§ CONSEGNA: Ricopia integralmente il testo su Steve Jobs riportato qui sotto, senza modificare nulla.

═════ TESTO ESTRATTO ═════

Come 'contraltare', pubblico qui sotto un estratto di Goffredo Fofi, noto intellettuale e critico letterario e cinematografico, assai duro su Steve Jobs, il suo mito, i giovani che vi inneggiano.
L'articolo da cui è tratto il pezzo è stato pubblicato in occasione della morte di Steve Jobs, come voce quasi unica fuori dal coro dei laudatores. (mf)

(...) Perché i giovani pensano di dovere davvero qualcosa a Steve Jobs, con la loro possibilità di usare i suoi strumenti e di ricavarne diletto, conoscenza e comunicazione con gli altri. Come se il diletto rendesse più intelligenti e padroni di sé, la conoscenza enciclopedica e l’immediatezza delle notizie fossero sinonimo di cultura viva, e la comunicazione mettesse davvero in relazione con l’altro e permettesse uno scambio, un’interazione, un’azione. Come se i “mezzi” diventassero il fine nel momento stesso in cui lo tradiscono e negano, in cui creano nuove dipendenze, nuove droghe della coscienza invece che quella comunicazione che ci veda solidali in progetti comuni di liberazione.

═════ VOCI FORNITE ═════

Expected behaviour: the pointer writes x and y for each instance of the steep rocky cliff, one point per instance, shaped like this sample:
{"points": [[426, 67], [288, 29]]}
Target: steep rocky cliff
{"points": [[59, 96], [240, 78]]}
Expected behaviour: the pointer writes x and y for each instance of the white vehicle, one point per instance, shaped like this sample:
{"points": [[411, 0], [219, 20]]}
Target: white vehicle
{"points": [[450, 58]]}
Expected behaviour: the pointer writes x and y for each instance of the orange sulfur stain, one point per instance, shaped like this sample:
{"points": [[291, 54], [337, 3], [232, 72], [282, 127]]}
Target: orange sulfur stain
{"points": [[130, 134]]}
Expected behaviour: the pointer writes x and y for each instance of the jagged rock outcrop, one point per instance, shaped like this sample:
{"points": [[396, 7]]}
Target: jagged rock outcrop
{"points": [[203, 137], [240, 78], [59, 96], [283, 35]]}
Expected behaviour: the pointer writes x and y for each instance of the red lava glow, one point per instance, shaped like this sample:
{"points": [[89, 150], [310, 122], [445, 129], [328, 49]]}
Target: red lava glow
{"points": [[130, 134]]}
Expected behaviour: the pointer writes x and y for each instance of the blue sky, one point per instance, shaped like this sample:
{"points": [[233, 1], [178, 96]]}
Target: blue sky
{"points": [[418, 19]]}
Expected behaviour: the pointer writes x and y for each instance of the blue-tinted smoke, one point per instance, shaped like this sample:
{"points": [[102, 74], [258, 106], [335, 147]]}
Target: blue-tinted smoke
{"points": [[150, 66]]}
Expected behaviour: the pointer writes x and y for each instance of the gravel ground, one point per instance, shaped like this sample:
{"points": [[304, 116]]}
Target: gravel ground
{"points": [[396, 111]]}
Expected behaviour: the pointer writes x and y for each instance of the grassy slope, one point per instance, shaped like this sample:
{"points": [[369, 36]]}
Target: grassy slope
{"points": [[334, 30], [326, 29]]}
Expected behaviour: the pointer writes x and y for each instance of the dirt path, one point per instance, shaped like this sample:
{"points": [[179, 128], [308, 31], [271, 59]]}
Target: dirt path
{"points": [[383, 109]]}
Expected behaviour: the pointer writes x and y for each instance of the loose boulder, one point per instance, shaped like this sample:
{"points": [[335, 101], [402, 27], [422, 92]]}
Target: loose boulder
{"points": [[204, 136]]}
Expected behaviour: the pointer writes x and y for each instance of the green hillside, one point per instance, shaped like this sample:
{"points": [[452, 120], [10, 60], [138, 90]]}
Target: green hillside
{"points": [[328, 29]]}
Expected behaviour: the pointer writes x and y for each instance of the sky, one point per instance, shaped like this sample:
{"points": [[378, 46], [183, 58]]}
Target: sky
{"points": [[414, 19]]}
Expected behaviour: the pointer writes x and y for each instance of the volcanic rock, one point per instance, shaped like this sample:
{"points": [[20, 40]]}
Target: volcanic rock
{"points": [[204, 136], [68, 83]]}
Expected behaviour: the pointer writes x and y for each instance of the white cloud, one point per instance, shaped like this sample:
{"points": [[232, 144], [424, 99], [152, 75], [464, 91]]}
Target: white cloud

═════

§ RISPOSTA COMPLETA:
Come 'contraltare', pubblico qui sotto un estratto di Goffredo Fofi, noto intellettuale e critico letterario e cinematografico, assai duro su Steve Jobs, il suo mito, i giovani che vi inneggiano.
L'articolo da cui è tratto il pezzo è stato pubblicato in occasione della morte di Steve Jobs, come voce quasi unica fuori dal coro dei laudatores. (mf)

(...) Perché i giovani pensano di dovere davvero qualcosa a Steve Jobs, con la loro possibilità di usare i suoi strumenti e di ricavarne diletto, conoscenza e comunicazione con gli altri. Come se il diletto rendesse più intelligenti e padroni di sé, la conoscenza enciclopedica e l’immediatezza delle notizie fossero sinonimo di cultura viva, e la comunicazione mettesse davvero in relazione con l’altro e permettesse uno scambio, un’interazione, un’azione. Come se i “mezzi” diventassero il fine nel momento stesso in cui lo tradiscono e negano, in cui creano nuove dipendenze, nuove droghe della coscienza invece che quella comunicazione che ci veda solidali in progetti comuni di liberazione.